:: EXTRACTED RECORDS ::

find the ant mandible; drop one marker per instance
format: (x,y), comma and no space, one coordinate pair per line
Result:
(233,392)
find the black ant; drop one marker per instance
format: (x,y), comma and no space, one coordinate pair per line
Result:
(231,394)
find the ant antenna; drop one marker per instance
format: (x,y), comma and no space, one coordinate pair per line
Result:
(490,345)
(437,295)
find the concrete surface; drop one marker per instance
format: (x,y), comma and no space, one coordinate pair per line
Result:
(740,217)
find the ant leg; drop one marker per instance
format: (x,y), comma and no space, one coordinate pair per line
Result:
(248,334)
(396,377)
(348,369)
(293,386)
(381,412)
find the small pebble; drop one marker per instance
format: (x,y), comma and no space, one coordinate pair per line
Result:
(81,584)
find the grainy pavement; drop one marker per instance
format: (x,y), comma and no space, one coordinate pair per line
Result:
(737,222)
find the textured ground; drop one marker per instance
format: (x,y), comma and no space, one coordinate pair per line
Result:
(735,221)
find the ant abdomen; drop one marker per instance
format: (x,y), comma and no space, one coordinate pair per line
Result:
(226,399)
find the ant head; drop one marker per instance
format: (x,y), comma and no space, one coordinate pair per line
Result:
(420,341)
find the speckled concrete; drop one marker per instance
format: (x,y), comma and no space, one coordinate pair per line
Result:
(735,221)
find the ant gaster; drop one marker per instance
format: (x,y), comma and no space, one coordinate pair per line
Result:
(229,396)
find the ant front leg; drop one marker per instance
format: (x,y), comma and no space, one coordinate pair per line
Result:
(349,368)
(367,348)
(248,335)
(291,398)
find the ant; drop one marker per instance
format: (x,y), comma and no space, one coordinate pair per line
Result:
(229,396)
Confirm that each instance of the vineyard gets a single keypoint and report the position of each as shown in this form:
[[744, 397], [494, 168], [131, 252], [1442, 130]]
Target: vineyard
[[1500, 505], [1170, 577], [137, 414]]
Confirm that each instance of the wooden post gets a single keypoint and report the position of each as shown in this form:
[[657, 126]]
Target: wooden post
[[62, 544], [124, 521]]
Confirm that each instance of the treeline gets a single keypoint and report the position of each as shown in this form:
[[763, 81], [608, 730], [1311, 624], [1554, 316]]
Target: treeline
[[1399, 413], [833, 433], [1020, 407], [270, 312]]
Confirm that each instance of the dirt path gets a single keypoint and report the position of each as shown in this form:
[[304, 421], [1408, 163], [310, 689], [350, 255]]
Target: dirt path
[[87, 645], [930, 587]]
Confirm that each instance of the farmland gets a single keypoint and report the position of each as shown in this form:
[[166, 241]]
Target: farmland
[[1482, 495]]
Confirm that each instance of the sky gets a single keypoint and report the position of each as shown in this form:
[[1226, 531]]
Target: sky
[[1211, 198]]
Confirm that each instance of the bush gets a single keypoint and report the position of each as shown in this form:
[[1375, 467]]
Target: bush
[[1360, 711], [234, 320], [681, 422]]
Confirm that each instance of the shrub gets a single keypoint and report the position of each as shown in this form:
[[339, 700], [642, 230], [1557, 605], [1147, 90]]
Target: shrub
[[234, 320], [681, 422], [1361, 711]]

:::

#### [SHORT PROBLEM]
Format every line of the items above as a JSON array of strings, one string per line, with blank lines left out.

#### [ANSWER FOR THE TASK]
[
  "find the ant mandible; drop one marker per instance",
  "format: (x,y), comma and no space, one coordinate pair per line",
  "Result:",
  "(233,392)",
  "find the black ant; drop one marker per instance",
  "format: (x,y), comma and no space, one coordinate pair per line",
  "Result:",
  "(231,394)",
  "find the ant antenna; drop one marker per instance",
  "format: (x,y), comma and no space, one coordinate pair per line",
  "Result:",
  "(490,345)",
  "(437,295)",
  "find the concrete surface; drop one marker per instance",
  "format: (x,y), comma and no space, one coordinate pair per line",
  "Result:",
  "(740,217)",
  "find the ant leg; drop one marker per instance",
  "format: (x,y), comma and no space, one coordinate pair per line",
  "Result:",
  "(248,334)",
  "(396,377)",
  "(348,369)",
  "(293,386)",
  "(381,412)",
  "find the small pebble; drop one marker per instance",
  "format: (x,y), comma and no space, one coordinate pair per line",
  "Result:",
  "(81,584)",
  "find the grainy pavement; drop one marker per instance",
  "format: (x,y), comma and no space, one coordinate pair per line",
  "Result:",
  "(737,222)",
  "find the textured ground; drop one marker per instance",
  "format: (x,y), comma and no space, one coordinate pair per line",
  "Result:",
  "(735,221)",
  "find the ant abdomen; drop one marker per instance",
  "format: (x,y), comma and no space, one coordinate pair per line",
  "Result:",
  "(226,399)",
  "find the ant head; drop one marker per instance",
  "format: (x,y), comma and no space, one coordinate pair per line",
  "Result:",
  "(420,341)",
  "find the speckled concrete; drop one marker per instance",
  "format: (x,y), comma and no space, one coordinate pair per line",
  "Result:",
  "(735,221)",
  "find the ant gaster; drop one marker per instance",
  "format: (x,y), comma and no space, one coordinate pair per line",
  "Result:",
  "(229,396)",
  "find the ant front leg; drop one marker per instance",
  "format: (x,y), comma and no space, one coordinate pair per line",
  "Result:",
  "(349,368)",
  "(367,348)",
  "(248,335)",
  "(291,398)",
  "find the ant; drop one marker per instance",
  "format: (x,y), comma and no space, one coordinate pair per line",
  "Result:",
  "(229,396)",
  "Confirm that each instance of the vineyard gets a single keypoint and report the position of each as shown in this form:",
  "[[744, 397], [494, 168], [131, 252], [1442, 130]]",
  "Target: vineyard",
  "[[1500, 505], [1170, 577], [137, 414]]",
  "Confirm that each instance of the wooden post gets a single keypoint and report the position of each as shown in this form:",
  "[[657, 126]]",
  "Target: wooden post",
  "[[62, 544], [124, 521]]",
  "Confirm that each instance of the treeline gets a single keypoint and report the position of each as shown in this form:",
  "[[763, 81], [608, 730], [1311, 624], [1554, 316]]",
  "Target: treeline",
  "[[1399, 413], [833, 433], [1020, 407], [270, 312]]",
  "Confirm that each instance of the dirt path gets a single keypoint and report the position of each as shown in this form:",
  "[[304, 421], [1408, 163], [310, 689], [350, 255]]",
  "Target: dirt path",
  "[[87, 645], [930, 587]]",
  "Confirm that each instance of the farmland gets a single keypoint and report the position of each as shown in this form:",
  "[[166, 241]]",
  "Target: farmland",
  "[[1482, 495]]",
  "Confirm that each instance of the sky gets a single keypoint and report the position of each as shown in this form:",
  "[[1226, 531]]",
  "Target: sky",
  "[[1211, 198]]",
  "Confirm that each instance of the bush gets a single keypoint and report the position of each as shown in this form:",
  "[[1375, 467]]",
  "Target: bush",
  "[[1360, 711], [234, 320], [681, 422]]",
  "Confirm that each instance of the shrub gets a single keypoint and report the position of each as shown in this form:",
  "[[339, 700], [642, 230], [1557, 605], [1147, 90]]",
  "Target: shrub",
  "[[234, 320], [681, 422], [1361, 711]]"
]